[Recorded data]
§

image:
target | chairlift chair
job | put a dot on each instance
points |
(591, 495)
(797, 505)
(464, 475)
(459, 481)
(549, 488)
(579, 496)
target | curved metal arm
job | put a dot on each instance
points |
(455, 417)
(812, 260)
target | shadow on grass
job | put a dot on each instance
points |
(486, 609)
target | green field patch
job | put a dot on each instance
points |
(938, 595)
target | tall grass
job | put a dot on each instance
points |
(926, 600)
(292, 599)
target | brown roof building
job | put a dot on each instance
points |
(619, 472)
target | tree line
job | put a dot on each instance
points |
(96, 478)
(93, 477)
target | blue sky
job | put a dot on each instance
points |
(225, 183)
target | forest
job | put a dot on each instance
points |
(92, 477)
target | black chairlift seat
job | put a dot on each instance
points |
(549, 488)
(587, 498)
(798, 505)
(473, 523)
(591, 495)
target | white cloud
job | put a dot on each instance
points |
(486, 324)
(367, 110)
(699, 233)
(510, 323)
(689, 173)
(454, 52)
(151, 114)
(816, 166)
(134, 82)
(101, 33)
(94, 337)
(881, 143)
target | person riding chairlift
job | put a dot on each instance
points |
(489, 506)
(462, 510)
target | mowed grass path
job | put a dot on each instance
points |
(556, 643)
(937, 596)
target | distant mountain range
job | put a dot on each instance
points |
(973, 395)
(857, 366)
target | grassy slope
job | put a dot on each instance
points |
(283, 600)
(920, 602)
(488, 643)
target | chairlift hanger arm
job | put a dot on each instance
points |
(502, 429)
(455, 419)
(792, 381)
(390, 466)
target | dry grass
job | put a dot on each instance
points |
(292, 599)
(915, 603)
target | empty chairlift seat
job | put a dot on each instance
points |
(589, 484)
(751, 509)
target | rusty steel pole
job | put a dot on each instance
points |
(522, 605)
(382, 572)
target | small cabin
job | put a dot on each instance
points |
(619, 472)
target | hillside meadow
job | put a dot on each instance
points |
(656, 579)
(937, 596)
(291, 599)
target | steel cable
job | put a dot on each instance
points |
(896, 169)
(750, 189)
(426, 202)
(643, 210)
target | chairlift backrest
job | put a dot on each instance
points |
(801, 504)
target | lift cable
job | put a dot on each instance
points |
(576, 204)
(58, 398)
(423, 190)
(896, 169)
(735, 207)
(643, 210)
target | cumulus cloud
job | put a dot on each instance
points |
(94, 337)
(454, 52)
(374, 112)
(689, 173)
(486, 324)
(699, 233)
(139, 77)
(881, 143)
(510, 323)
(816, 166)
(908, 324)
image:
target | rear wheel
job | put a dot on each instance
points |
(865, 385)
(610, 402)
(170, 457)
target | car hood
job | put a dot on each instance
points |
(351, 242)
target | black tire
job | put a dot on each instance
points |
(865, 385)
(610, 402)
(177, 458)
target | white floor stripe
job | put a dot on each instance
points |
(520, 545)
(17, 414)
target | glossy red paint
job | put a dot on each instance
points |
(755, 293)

§

=== Required task ===
Copy out the full set of records precisely, leaving nothing out.

=== Written reply ===
image:
target | chairlift chair
job | put a dot on each instance
points |
(591, 495)
(797, 505)
(464, 475)
(459, 481)
(549, 488)
(579, 496)
target | curved metal arm
job | put a dot on each instance
points |
(455, 417)
(812, 260)
target | shadow on grass
job | put a dot on each instance
points |
(486, 609)
target | green field patch
job | put a dot on each instance
points |
(938, 595)
target | tall grass
job | put a dot on each instance
points |
(926, 600)
(292, 599)
target | brown roof building
job | put a dot on each instance
points |
(619, 472)
target | tree line
job | put a dot on each instance
points |
(96, 478)
(93, 477)
target | blue sky
job | put a dot on each instance
points |
(225, 183)
target | forest
job | put a dot on each instance
points |
(92, 477)
target | black chairlift seat
job | put a dot on each instance
points |
(549, 488)
(587, 498)
(798, 505)
(473, 523)
(591, 495)
target | white cloud
job | put a dot on each instance
points |
(486, 324)
(367, 110)
(699, 233)
(510, 323)
(689, 173)
(454, 52)
(151, 114)
(816, 166)
(134, 82)
(101, 33)
(94, 337)
(881, 143)
target | person riding chairlift
job | put a dot on each instance
points |
(489, 506)
(462, 510)
target | mowed grass path
job | put a dot on each instance
points |
(556, 643)
(937, 596)
target | distant mountain range
job | put a dot on each instance
points |
(973, 395)
(857, 366)
target | grassy slope
job | put a dot on each instance
points |
(283, 600)
(920, 602)
(488, 643)
target | chairlift hanger arm
job | put a dot on each instance
points |
(502, 429)
(455, 419)
(792, 381)
(390, 466)
target | dry grass
job | put a dot on each instance
points |
(292, 599)
(915, 603)
target | empty chairlift seat
job | put a dot on each instance
points |
(589, 484)
(751, 509)
target | rusty steel pole
job | put a dot on each instance
points |
(522, 605)
(382, 572)
target | small cabin
job | put a dot on each instance
points |
(619, 472)
target | hillside meadow
job | put a dot on each instance
points |
(656, 579)
(937, 596)
(291, 599)
target | steel cable
job | put a dot on each instance
points |
(896, 169)
(750, 189)
(426, 202)
(643, 210)
target | chairlift backrest
job | put a dot on each instance
points |
(801, 504)
target | lift cable
job | put a dot on each instance
points |
(576, 204)
(58, 398)
(423, 190)
(896, 169)
(735, 207)
(643, 210)
target | cumulus cloud
job | put a dot on each instance
points |
(94, 337)
(454, 52)
(374, 112)
(689, 173)
(486, 324)
(699, 233)
(139, 77)
(881, 143)
(510, 323)
(816, 166)
(908, 324)
image:
target | rear wheel
job | put a dot on each instance
points |
(865, 385)
(610, 402)
(170, 457)
target | car hood
job | put a dot on each instance
points |
(351, 242)
target | black tire
job | put a dot on each instance
points |
(865, 385)
(610, 402)
(177, 458)
target | white floor stripe
job | put a dot on each instance
points |
(520, 545)
(17, 414)
target | glossy red paint
job | put a dot on each instance
points |
(755, 293)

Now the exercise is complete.